> Given task
Each entry below is to be written out exactly, and the pictures are to be left out.

Position annotation records:

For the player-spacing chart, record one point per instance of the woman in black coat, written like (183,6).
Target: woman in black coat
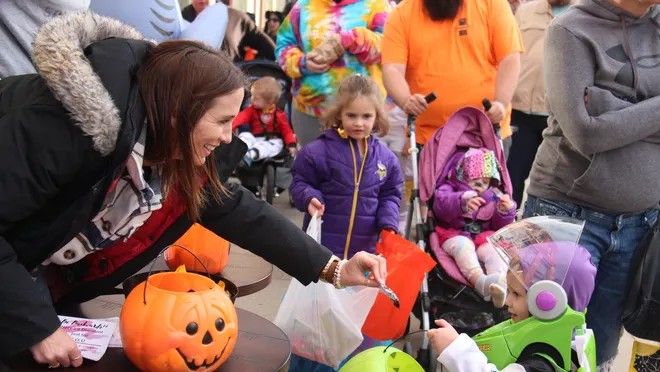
(117,138)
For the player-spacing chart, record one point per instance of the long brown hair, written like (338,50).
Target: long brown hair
(349,89)
(178,82)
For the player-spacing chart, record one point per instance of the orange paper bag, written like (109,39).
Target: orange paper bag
(211,252)
(406,266)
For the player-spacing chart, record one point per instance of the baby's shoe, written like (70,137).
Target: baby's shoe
(484,283)
(497,294)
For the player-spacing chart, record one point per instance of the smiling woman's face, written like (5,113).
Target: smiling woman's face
(214,128)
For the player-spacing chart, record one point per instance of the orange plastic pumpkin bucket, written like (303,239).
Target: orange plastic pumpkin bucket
(211,250)
(178,321)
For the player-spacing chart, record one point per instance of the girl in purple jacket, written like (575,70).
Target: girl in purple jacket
(469,206)
(347,175)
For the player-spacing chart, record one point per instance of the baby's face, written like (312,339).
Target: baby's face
(479,184)
(259,101)
(516,298)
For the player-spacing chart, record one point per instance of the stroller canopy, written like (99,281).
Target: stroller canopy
(467,127)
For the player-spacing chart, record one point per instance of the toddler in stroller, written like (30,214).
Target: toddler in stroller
(451,295)
(262,126)
(468,207)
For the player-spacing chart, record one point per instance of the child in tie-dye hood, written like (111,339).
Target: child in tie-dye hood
(469,206)
(320,43)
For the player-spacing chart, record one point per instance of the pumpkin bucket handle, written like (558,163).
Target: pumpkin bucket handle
(144,291)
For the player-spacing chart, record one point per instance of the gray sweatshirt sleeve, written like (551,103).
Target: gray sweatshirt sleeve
(569,70)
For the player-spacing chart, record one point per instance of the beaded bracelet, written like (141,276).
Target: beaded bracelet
(324,272)
(337,281)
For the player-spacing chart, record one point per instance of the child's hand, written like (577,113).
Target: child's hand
(505,204)
(496,112)
(442,337)
(293,151)
(315,207)
(474,203)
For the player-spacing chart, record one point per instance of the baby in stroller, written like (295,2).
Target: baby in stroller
(262,125)
(469,198)
(469,206)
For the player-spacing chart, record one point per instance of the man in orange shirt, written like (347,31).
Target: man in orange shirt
(463,50)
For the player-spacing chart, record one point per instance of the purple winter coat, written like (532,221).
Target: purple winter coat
(324,170)
(448,209)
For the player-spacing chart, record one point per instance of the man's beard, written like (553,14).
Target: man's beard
(442,9)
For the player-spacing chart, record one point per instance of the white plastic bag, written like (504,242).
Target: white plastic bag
(323,323)
(314,228)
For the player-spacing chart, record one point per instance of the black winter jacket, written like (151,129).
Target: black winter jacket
(64,136)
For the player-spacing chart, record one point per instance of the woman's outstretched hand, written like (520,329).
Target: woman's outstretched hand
(57,350)
(353,272)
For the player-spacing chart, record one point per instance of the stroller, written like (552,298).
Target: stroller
(262,177)
(447,294)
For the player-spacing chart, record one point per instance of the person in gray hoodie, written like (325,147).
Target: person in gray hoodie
(19,22)
(600,156)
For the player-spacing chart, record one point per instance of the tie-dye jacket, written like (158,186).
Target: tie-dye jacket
(359,23)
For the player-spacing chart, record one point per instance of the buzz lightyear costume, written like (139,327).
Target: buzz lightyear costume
(558,275)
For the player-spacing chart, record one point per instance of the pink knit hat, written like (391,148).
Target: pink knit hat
(478,163)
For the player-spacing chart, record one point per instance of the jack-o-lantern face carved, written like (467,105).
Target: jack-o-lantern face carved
(207,330)
(188,324)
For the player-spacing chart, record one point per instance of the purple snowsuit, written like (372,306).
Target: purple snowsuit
(324,170)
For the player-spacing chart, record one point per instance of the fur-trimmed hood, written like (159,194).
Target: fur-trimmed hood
(59,58)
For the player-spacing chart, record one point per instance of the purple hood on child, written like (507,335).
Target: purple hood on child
(324,170)
(566,263)
(448,207)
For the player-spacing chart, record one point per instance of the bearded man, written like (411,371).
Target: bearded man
(463,50)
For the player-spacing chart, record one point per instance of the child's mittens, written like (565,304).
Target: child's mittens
(505,204)
(465,198)
(484,282)
(328,51)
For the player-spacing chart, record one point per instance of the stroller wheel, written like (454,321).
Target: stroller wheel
(269,183)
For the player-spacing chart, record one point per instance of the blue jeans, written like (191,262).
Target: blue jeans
(612,241)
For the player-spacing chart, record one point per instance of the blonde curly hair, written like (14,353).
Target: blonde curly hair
(350,89)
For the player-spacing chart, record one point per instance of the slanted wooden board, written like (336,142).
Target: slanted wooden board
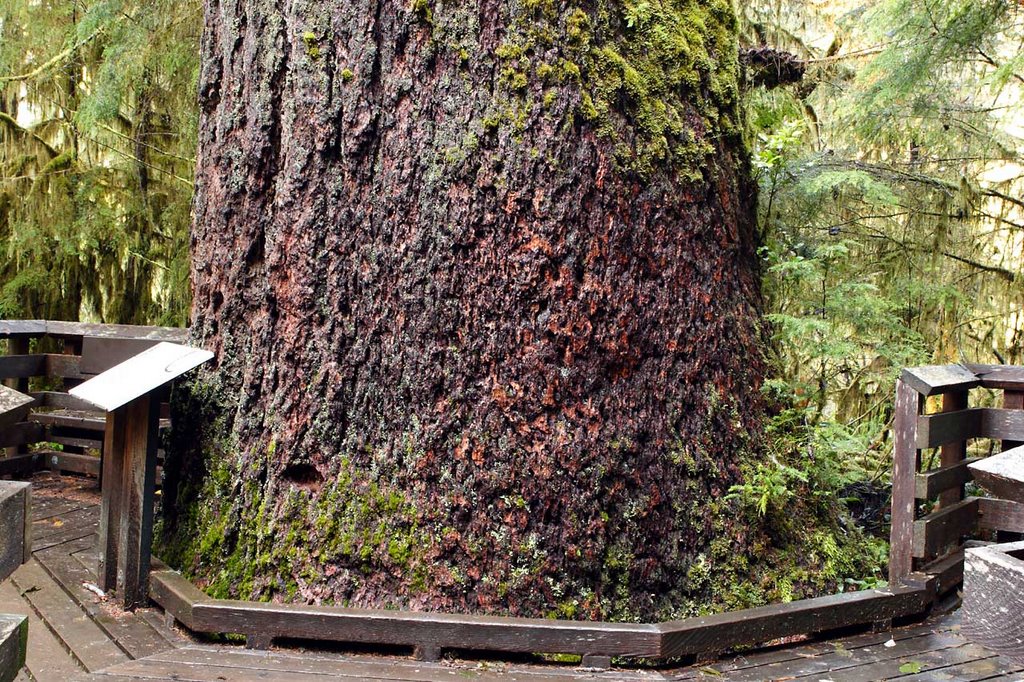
(993,600)
(13,645)
(15,539)
(140,375)
(1001,474)
(934,379)
(101,353)
(1007,377)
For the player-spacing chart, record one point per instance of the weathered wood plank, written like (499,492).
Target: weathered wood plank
(15,539)
(947,427)
(1007,377)
(1001,474)
(113,499)
(416,628)
(138,472)
(23,433)
(952,453)
(1000,515)
(175,595)
(948,572)
(13,407)
(377,668)
(993,601)
(931,483)
(64,367)
(752,626)
(99,354)
(943,528)
(78,419)
(59,400)
(1012,400)
(87,642)
(19,465)
(74,441)
(1003,424)
(47,658)
(19,328)
(73,462)
(846,664)
(131,633)
(69,329)
(13,645)
(905,465)
(934,379)
(22,367)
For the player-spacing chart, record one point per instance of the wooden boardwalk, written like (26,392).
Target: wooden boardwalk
(76,635)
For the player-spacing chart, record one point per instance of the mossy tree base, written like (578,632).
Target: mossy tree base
(481,282)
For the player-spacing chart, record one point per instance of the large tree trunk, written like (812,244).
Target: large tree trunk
(481,282)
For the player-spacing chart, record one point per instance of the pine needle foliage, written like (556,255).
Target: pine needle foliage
(97,135)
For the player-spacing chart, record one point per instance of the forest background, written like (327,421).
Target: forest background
(886,140)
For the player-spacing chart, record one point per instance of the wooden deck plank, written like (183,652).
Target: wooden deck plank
(130,632)
(842,661)
(87,642)
(927,663)
(47,658)
(211,665)
(47,506)
(936,625)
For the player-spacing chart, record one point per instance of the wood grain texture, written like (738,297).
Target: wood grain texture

> Finished task
For the player-spacing chart, record one point per instance of the woman in black coat, written like (183,6).
Target: woman in black coat
(117,138)
For the player-spacing chart, record one point per instance of the long brown hair, written like (338,50).
Target: long brown hair
(349,89)
(178,82)
For the player-spacing chart, record one point per instance of the orange paper bag, written like (109,39).
Target: orange paper bag
(211,252)
(406,266)
For the player-spacing chart, record one point per instance of the baby's shoe, written like (70,137).
Target: baby's shoe
(484,283)
(497,294)
For the player-spacing chart, record one point per instance of the smiling woman's face, written like (5,113).
Target: smiling woman's face
(214,128)
For the player-spacing chart, record one point per instance of the orange plastic pumpkin bucket, written like (303,239).
Target: orange plastic pumpkin bucket
(211,250)
(178,321)
For the player-spacing chart, record one point per instance of the girl in purple jacket, written like (575,70).
Target: girl in purple jacket
(469,206)
(347,175)
For the player-spacing chart, record one point per instance of the baby's face, written like (312,339).
Target: baby's face
(479,184)
(259,101)
(516,298)
For the player-spacing chart, record one point per instance of the stroller canopy, written like (99,281).
Target: stroller canopy
(467,127)
For the player-spacing chart, record one point per instance of the toddler in stroller, written like (30,214).
Target: toddler in stroller
(451,295)
(262,126)
(468,207)
For the player-spacing chart, record one point per instance of the child in tie-dye hood, written like (111,339).
Target: child in tie-dye hood
(469,206)
(320,43)
For the player-spacing chart, record one point per instance of the pumpkin bucket handle, written like (558,163).
Target: pumpkin bucket handle
(144,291)
For the player-spacing chart, record one point per instance of the gray sweatshirt sleeve, written like (551,103).
Target: gray sweatshirt sleeve
(569,70)
For the player-spacing chart, record one point per instance of the beaded bracelet, written like (141,276).
Target: beaded bracelet
(324,272)
(337,281)
For the player-spacing chart, record one point per instance of the child's hand, written like (577,113).
Target: child's hand
(505,204)
(496,112)
(442,337)
(293,151)
(315,207)
(474,203)
For the player-spacing chart, record one point per instance of the baby in stroller, written like (295,2).
Target: baby in stroller
(262,125)
(469,198)
(469,206)
For the player-spacing chart, record one point per instance of the man in orange shirt, written like (347,31).
Target: man in orange shirt
(463,50)
For the player-spacing chart, record one point per instance of the purple winter coat, written like (532,221).
Target: purple winter coat
(324,170)
(448,209)
For the player-spacing chart, record one point per instance of the man's beard, written like (553,14).
Target: man's beard
(442,9)
For the player-spacing chart, record one point per instance of the white plastic bag, written like (504,242).
Target: white plastic bag
(323,323)
(314,228)
For the player-spacing chart, record one point per instance of the black winter jacket, written like (151,129).
Target: black winter jacket
(64,136)
For the player-spacing chart, record one point per instance of the woman's outstretched hand, written like (520,329).
Target: woman's outstretched hand
(57,350)
(353,272)
For the player-spacing chart, record one point per instance of the stroller, written like (552,298).
Target: stroller
(262,177)
(447,294)
For the player-spacing chart, record one point per instance of the person in gray hoodie, written like (325,147).
Target: person in gray hoodie
(19,22)
(600,156)
For the player-spacing chart, record one point per instance of the tie-dye jacket, written like (158,186).
Target: tie-dye jacket
(359,23)
For the player-spacing chart, record one point per instance of the buzz lightyear costume, written like (139,327).
Target: buzz lightyear costume
(558,275)
For the player-spacing chart, record one point per instance of the pink knit hat, written like (391,148).
Target: pink knit hat
(478,163)
For the player-spacing chart, record one point per instance of the jack-o-lantern face carved, written like (467,105).
Target: jack-o-lantern face carved
(207,330)
(188,324)
For the player-spacing chart, record one point per instance of the purple snowsuit, written like (372,306).
Target: purple snowsuit
(324,170)
For the player-spacing chart, record one point per instance of the fur-trimmed hood, written like (159,194).
Target: fur-trimmed hood
(59,58)
For the player-spacing chart, record one point per instance of the purple hood on child, written like (507,335).
Target: purple hood on child
(324,170)
(566,263)
(448,207)
For the player-spacing chart, record one point per instance of the bearded man, written like (411,371).
Target: bearded man
(463,50)
For the player-spacing chart, record one point per instance of the child's mittens, written like (565,304).
Target: child's mittens
(505,204)
(465,198)
(484,282)
(328,51)
For the player-spacing chart, record one point per instance of the stroller wheel, written like (454,321).
Target: stroller wheel
(269,183)
For the player-spacing chart, record one point per instance of the blue jeans, written like (191,262).
Target: blue jeans
(612,241)
For the player-spacing chart, record one point per instance of the blonde curly hair, written like (14,353).
Target: blonde curly hair
(350,89)
For the player-spacing chart, record one point per instance of the slanted wooden board, written like (336,142).
Target: slanted wooden board
(993,600)
(13,645)
(15,539)
(140,375)
(1001,474)
(934,379)
(101,353)
(1007,377)
For the player-spacing chart, record one point per instance of the weathered wood plank, written like (499,492).
Target: weathered wood plank
(15,539)
(947,427)
(1007,377)
(1001,474)
(113,499)
(416,628)
(138,472)
(23,433)
(952,453)
(1000,515)
(175,595)
(948,572)
(13,407)
(377,668)
(993,601)
(931,483)
(64,367)
(752,626)
(99,354)
(943,528)
(78,419)
(59,400)
(1012,400)
(87,642)
(19,465)
(74,441)
(1003,424)
(47,658)
(19,328)
(73,462)
(846,664)
(131,633)
(69,329)
(13,645)
(905,465)
(934,379)
(22,367)
For the player-spacing chart, record one point per instance of the wooden boardwalk, written like (26,392).
Target: wooden boardwalk
(76,635)
For the player-spacing chart, record one point per instance of the mossy tree base, written like (578,632).
Target: mossy tree base
(481,282)
For the player-spacing chart, record one point per instance of the large tree trunk, written like (812,244).
Target: large tree trunk
(481,282)
For the player-spacing chart, record one point per instance of the pine needle foliage, written like (556,255).
Target: pine needle foliage
(97,135)
For the player-spacing chart, record one point per instance of the forest background, written like (327,421).
Target: forest background
(886,140)
For the player-spacing chart, record one point per instance of the wooden deck plank, written like (183,652).
Target: wooden deck plank
(130,632)
(842,661)
(87,642)
(927,663)
(47,658)
(211,665)
(47,506)
(936,625)
For the player-spacing chart, record one point per instance of the wood grain texture, written like (738,297).
Target: wood grain texture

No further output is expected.